··· Information given

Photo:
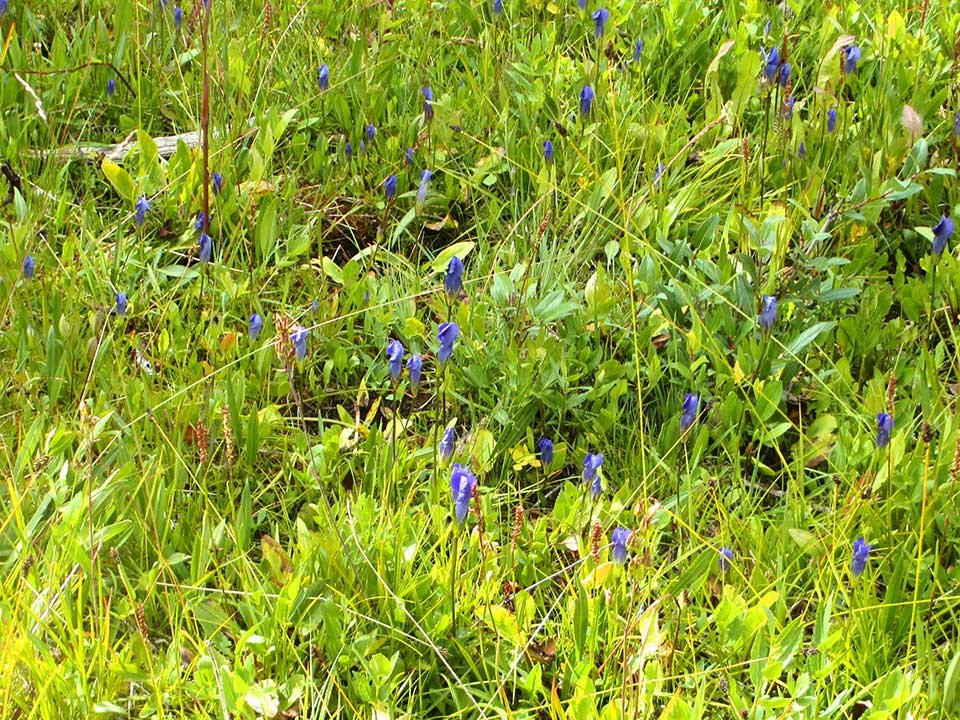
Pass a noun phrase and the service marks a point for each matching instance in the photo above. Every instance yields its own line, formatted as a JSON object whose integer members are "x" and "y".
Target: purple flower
{"x": 390, "y": 187}
{"x": 545, "y": 449}
{"x": 941, "y": 233}
{"x": 424, "y": 186}
{"x": 620, "y": 538}
{"x": 768, "y": 313}
{"x": 853, "y": 56}
{"x": 448, "y": 442}
{"x": 884, "y": 428}
{"x": 785, "y": 74}
{"x": 724, "y": 557}
{"x": 427, "y": 103}
{"x": 586, "y": 100}
{"x": 591, "y": 464}
{"x": 447, "y": 334}
{"x": 688, "y": 411}
{"x": 771, "y": 63}
{"x": 255, "y": 325}
{"x": 415, "y": 368}
{"x": 462, "y": 484}
{"x": 453, "y": 280}
{"x": 299, "y": 339}
{"x": 206, "y": 247}
{"x": 600, "y": 18}
{"x": 861, "y": 553}
{"x": 141, "y": 207}
{"x": 395, "y": 358}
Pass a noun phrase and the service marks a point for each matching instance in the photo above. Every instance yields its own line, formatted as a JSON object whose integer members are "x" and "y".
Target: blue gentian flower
{"x": 861, "y": 553}
{"x": 415, "y": 368}
{"x": 424, "y": 186}
{"x": 447, "y": 334}
{"x": 462, "y": 484}
{"x": 785, "y": 74}
{"x": 586, "y": 100}
{"x": 141, "y": 207}
{"x": 545, "y": 449}
{"x": 206, "y": 247}
{"x": 600, "y": 18}
{"x": 395, "y": 358}
{"x": 724, "y": 557}
{"x": 688, "y": 410}
{"x": 453, "y": 280}
{"x": 941, "y": 233}
{"x": 853, "y": 56}
{"x": 299, "y": 338}
{"x": 884, "y": 428}
{"x": 592, "y": 463}
{"x": 768, "y": 313}
{"x": 427, "y": 103}
{"x": 620, "y": 538}
{"x": 448, "y": 442}
{"x": 771, "y": 63}
{"x": 255, "y": 325}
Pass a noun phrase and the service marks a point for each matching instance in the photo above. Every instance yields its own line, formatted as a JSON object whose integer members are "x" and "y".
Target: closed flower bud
{"x": 255, "y": 326}
{"x": 861, "y": 553}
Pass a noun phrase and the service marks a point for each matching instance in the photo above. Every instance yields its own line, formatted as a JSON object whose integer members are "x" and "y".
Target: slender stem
{"x": 453, "y": 579}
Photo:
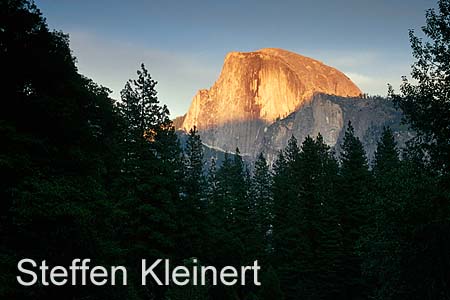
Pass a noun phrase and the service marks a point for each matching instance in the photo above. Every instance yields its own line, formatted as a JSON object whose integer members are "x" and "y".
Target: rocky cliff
{"x": 262, "y": 98}
{"x": 264, "y": 85}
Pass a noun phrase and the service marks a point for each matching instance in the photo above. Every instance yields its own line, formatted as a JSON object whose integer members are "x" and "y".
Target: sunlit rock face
{"x": 262, "y": 98}
{"x": 264, "y": 85}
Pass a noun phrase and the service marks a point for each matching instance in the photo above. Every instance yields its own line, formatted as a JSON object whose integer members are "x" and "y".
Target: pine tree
{"x": 151, "y": 165}
{"x": 386, "y": 156}
{"x": 262, "y": 201}
{"x": 353, "y": 191}
{"x": 270, "y": 286}
{"x": 192, "y": 213}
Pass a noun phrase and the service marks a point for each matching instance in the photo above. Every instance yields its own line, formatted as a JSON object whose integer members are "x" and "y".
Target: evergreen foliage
{"x": 85, "y": 176}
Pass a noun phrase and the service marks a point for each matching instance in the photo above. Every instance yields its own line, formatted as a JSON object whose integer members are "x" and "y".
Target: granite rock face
{"x": 262, "y": 98}
{"x": 264, "y": 85}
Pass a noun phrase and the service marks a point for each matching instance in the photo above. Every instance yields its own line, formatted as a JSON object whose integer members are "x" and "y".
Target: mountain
{"x": 261, "y": 98}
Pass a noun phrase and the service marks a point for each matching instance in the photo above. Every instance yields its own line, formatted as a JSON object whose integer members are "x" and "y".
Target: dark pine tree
{"x": 352, "y": 205}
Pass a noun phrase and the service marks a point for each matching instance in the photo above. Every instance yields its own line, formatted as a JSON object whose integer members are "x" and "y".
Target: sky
{"x": 183, "y": 43}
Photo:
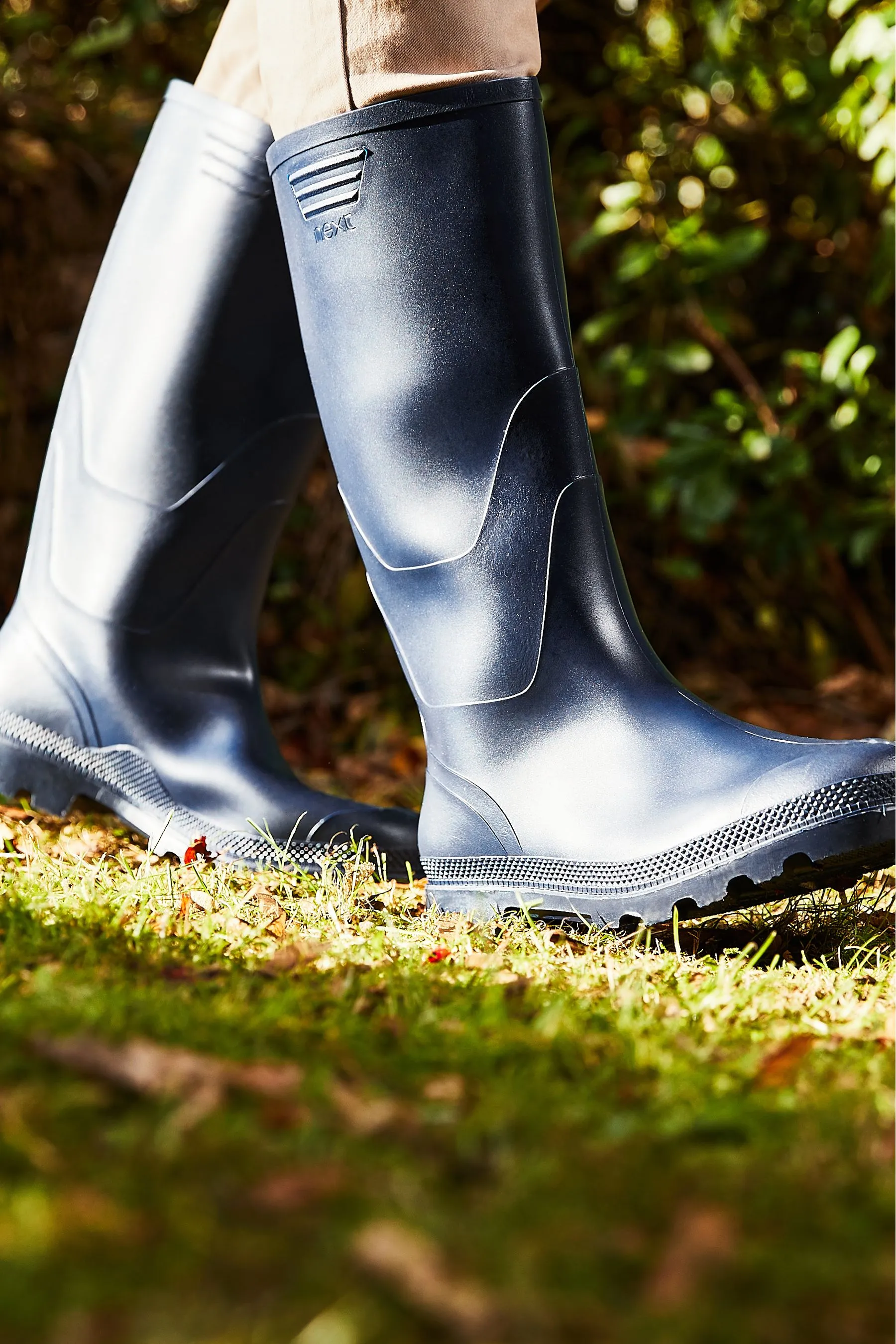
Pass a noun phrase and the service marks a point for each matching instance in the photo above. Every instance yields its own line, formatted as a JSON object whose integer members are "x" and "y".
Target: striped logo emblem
{"x": 330, "y": 185}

······

Your task
Except for the pictures, write the data out exactly.

Answer section
Photo:
Pass a noun phrase and the service marks a point for each matching instance in the photo above. Every instance yields its own line, formatted as a JSON object whose integer members are "x" and "y".
Target: purple flower
{"x": 390, "y": 187}
{"x": 545, "y": 449}
{"x": 941, "y": 233}
{"x": 424, "y": 186}
{"x": 620, "y": 538}
{"x": 768, "y": 313}
{"x": 853, "y": 56}
{"x": 448, "y": 442}
{"x": 884, "y": 428}
{"x": 785, "y": 74}
{"x": 724, "y": 557}
{"x": 427, "y": 103}
{"x": 586, "y": 100}
{"x": 591, "y": 464}
{"x": 447, "y": 334}
{"x": 688, "y": 411}
{"x": 771, "y": 63}
{"x": 255, "y": 325}
{"x": 415, "y": 368}
{"x": 462, "y": 484}
{"x": 453, "y": 280}
{"x": 299, "y": 339}
{"x": 206, "y": 247}
{"x": 600, "y": 18}
{"x": 861, "y": 553}
{"x": 141, "y": 207}
{"x": 395, "y": 358}
Pass a noun phrase and the service marks a point for each matching instance in the photo above. Every instance yields its own line, formatted as a JSON object whose integer members are "x" and "y".
Target: blue gentian flower
{"x": 861, "y": 553}
{"x": 415, "y": 368}
{"x": 424, "y": 186}
{"x": 447, "y": 334}
{"x": 462, "y": 484}
{"x": 785, "y": 74}
{"x": 586, "y": 100}
{"x": 141, "y": 207}
{"x": 545, "y": 449}
{"x": 206, "y": 247}
{"x": 600, "y": 18}
{"x": 395, "y": 358}
{"x": 724, "y": 557}
{"x": 688, "y": 410}
{"x": 453, "y": 280}
{"x": 941, "y": 233}
{"x": 853, "y": 56}
{"x": 299, "y": 338}
{"x": 884, "y": 428}
{"x": 592, "y": 463}
{"x": 768, "y": 313}
{"x": 427, "y": 103}
{"x": 620, "y": 538}
{"x": 448, "y": 442}
{"x": 771, "y": 63}
{"x": 255, "y": 325}
Pass a noun phrase and the service marks a point for each matching instance in the photo above. Every instance yields its own line, formatted as a JSON object whose integer members are "x" and "y".
Target: closed flower bud
{"x": 255, "y": 326}
{"x": 861, "y": 553}
Pass a noun phrase and the service marks a point for each matching instance in the photo above. Every instance yields its own line, formatted as a JSON object whose integer members are "x" and "y".
Target: slender stem
{"x": 453, "y": 579}
Photo:
Pass a noun phrase and the service marks a point for each matching instance in the photo above. Every instance yields its own line, formatted as a JSON object whose integer members are "x" and "y".
Target: rocky cliff
{"x": 262, "y": 98}
{"x": 264, "y": 85}
Pass a noun phrase and the service marks a point for each matching instance in the photo above. Every instance yields its own line, formatted as a JSON object whose integer members are "x" and "y".
Target: sunlit rock face
{"x": 262, "y": 98}
{"x": 264, "y": 85}
Pass a noun phrase and the service marks a point for each matching instance in the photo above. Every instance yields its own line, formatted as a JSON object whose integer members are "x" and "y".
Target: pine tree
{"x": 151, "y": 165}
{"x": 386, "y": 156}
{"x": 262, "y": 201}
{"x": 353, "y": 191}
{"x": 270, "y": 286}
{"x": 192, "y": 213}
Pass a noun phrase and the service marks a point for each matching instance in the photo above. Every instance yields its own line, formatted as a JSON object whose integer members are "x" and "y".
Target: evergreen foliage
{"x": 85, "y": 176}
Pass a noun phrase and the service marks a point for each matching instance in the photo above. Every instance yields its own line, formatted as a JSON object whose integer members are "x" and "y".
Target: granite rock face
{"x": 262, "y": 98}
{"x": 264, "y": 85}
Pass a noun phrase and the service marks a point for each matching instance in the photo above. Every instance yields its own line, formatted as a JSON object whose integer members are "x" and "y".
Target: mountain
{"x": 261, "y": 98}
Pass a noun phrase and the service marks a point for each matching instance in the photo above. Every instance yields its own line, formatted as a JSON object whose integer members are "x" and "y".
Target: dark pine tree
{"x": 352, "y": 205}
Pass a noun phrase and the service marks a point for each matching instance in the photo above. Every instance yields its own line, formatted as a JSON object whose integer members are "x" and "y".
Target: sky
{"x": 183, "y": 43}
Photo:
Pass a noun phrase and the service marks a point for each matching instance in the photo above. Every instance yields its own line, formatted as a JSON object whose integer members are "x" and "y".
Target: striped logo emblem
{"x": 330, "y": 185}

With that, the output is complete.